Problem:
Write out the passage from the news report on the Pakistan bombing below, from "The commander, Nabi" up to and including "against the Pakistani Taliban.".

Text excerpt:
╔══

A suicide bomber rammed a car packed with explosives into the compound of a rival militant commander in northwest Pakistan yesterday, killing 15 people, a government official said.
The commander, Nabi Hanfi, was not present at the time of the attack, said Wajid Khan, a local government administrator. Hanfi has been battling the Pakistani Taliban in the Orakzai tribal area where the bombing occurred.
Gunmen first fired shots at Hanfi’s compound in Balandkhel village and then the suicide bomber detonated his vehicle, Khan said. The blast killed 15 people and wounded six others, he said.
No one has claimed responsibility, but suspicion is likely to fall on the Pakistani Taliban.
A local tribal leader, Malik Nek Marjaan, said the Pakistani government has been supporting Hanfi’s group in its battle against the Pakistani Taliban.
On Wednesday, suspected separatists killed two Pakistani soldiers in a wave of attacks targeting troops doing relief work in a remote region of the country’s southwest where a major earthquake killed at least 376 people last week, military officials said.
Also in southwestern Baluchistan Province on Wednesday, but far from the earthquake zone, a bomb went off on the Pakistan-Afghanistan border killing six people and wounding 11 others, Pakistani security officials said.
The attacks on soldiers providing earthquake assistance highlight the difficulty and danger involved in doing such work in an area where separatists have been battling the army for years.
In the first attack, a bomb blast hit a military vehicle, killing the two soldiers, the officials said. The explosion near Mashkay, a village in the province’s southwest, also wounded three soldiers.

╚══

Provided information:
╔══

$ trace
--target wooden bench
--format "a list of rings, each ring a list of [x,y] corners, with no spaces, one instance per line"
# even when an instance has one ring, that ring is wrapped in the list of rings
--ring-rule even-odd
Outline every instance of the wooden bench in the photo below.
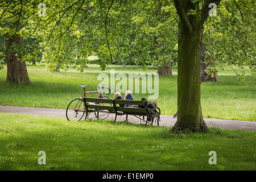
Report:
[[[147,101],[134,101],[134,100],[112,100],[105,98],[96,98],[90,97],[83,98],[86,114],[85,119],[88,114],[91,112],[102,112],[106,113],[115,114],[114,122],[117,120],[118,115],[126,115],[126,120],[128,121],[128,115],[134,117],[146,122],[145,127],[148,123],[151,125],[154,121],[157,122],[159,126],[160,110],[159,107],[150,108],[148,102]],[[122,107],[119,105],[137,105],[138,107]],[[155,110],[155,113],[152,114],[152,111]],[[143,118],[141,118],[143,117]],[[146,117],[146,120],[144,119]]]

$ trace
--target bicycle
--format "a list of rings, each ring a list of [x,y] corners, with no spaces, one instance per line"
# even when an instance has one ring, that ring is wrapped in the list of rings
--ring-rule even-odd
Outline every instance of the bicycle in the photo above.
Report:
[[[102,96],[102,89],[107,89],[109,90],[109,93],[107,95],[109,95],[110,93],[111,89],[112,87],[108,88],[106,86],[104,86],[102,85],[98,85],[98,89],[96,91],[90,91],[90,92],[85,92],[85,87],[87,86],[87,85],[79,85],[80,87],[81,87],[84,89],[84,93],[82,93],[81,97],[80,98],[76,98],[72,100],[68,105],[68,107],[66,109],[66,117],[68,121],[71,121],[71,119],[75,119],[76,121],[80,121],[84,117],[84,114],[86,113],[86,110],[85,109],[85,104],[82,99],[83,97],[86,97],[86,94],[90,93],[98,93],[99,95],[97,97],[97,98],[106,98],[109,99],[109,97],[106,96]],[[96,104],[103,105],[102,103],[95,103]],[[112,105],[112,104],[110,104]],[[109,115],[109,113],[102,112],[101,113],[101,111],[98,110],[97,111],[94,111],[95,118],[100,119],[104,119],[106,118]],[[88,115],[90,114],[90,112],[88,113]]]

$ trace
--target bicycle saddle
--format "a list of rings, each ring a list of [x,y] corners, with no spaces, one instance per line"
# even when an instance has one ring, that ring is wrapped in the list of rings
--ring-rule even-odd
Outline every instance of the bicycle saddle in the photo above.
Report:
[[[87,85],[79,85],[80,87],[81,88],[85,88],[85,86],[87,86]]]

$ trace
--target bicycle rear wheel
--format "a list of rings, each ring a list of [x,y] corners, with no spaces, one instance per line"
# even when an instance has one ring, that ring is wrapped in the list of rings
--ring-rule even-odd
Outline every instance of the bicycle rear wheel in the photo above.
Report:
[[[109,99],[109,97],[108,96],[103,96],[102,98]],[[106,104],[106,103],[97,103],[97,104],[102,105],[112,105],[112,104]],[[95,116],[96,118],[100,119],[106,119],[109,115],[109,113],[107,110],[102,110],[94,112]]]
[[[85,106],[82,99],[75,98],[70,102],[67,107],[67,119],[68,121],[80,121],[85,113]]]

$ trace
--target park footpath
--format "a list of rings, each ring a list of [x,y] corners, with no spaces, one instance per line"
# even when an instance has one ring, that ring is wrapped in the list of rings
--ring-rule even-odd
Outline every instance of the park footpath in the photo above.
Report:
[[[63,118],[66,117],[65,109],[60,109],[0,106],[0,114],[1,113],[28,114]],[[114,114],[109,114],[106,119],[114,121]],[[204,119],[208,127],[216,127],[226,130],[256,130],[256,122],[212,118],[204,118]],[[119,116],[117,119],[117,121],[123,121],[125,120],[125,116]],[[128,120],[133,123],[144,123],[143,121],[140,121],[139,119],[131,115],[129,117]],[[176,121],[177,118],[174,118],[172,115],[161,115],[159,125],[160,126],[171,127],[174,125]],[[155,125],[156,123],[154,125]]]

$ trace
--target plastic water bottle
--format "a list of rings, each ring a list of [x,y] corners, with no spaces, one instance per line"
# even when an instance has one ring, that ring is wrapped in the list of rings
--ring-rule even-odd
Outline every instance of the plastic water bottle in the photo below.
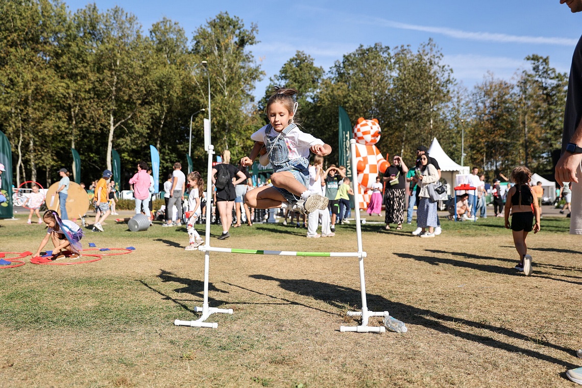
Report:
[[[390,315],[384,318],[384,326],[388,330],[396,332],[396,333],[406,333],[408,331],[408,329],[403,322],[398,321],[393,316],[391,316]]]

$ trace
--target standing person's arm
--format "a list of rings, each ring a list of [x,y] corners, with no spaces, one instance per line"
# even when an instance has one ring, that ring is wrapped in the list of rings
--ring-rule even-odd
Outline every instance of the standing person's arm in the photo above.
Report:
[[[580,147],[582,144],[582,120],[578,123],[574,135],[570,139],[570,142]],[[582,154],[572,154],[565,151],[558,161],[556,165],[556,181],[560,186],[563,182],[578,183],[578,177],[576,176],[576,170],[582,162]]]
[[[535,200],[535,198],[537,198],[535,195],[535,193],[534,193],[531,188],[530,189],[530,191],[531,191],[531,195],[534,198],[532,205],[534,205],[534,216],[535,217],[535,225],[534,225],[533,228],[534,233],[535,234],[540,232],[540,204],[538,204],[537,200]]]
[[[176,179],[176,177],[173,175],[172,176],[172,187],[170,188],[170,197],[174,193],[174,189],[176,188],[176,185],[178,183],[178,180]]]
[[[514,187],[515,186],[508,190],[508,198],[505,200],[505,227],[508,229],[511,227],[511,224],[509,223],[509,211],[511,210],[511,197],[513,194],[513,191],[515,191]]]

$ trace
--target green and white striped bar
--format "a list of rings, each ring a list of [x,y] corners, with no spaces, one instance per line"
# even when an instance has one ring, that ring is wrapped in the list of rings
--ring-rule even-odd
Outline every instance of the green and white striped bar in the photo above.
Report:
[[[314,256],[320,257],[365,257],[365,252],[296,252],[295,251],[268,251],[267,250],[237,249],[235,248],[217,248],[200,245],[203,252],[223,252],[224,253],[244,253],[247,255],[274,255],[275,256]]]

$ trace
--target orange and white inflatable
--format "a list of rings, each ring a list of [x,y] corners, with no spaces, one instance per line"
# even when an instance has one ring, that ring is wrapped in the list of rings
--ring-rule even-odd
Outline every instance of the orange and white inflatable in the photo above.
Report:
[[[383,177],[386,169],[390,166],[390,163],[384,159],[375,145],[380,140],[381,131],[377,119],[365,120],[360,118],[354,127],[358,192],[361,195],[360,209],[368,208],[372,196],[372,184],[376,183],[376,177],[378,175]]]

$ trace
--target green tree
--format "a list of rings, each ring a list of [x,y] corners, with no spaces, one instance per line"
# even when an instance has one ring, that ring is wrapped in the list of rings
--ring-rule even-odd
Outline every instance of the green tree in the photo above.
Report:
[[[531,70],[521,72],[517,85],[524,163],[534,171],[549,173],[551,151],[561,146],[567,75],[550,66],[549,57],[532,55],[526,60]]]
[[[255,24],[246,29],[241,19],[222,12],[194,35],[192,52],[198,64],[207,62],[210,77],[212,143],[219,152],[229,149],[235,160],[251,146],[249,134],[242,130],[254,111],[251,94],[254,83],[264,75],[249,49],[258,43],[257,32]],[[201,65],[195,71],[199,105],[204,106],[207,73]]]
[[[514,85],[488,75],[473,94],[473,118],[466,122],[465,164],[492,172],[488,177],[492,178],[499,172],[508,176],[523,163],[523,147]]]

╚══

Answer box:
The commander, Nabi Hanfi, was not present at the time of the attack, said Wajid Khan, a local government administrator. Hanfi has been battling the Pakistani Taliban in the Orakzai tribal area where the bombing occurred.
Gunmen first fired shots at Hanfi’s compound in Balandkhel village and then the suicide bomber detonated his vehicle, Khan said. The blast killed 15 people and wounded six others, he said.
No one has claimed responsibility, but suspicion is likely to fall on the Pakistani Taliban.
A local tribal leader, Malik Nek Marjaan, said the Pakistani government has been supporting Hanfi’s group in its battle against the Pakistani Taliban.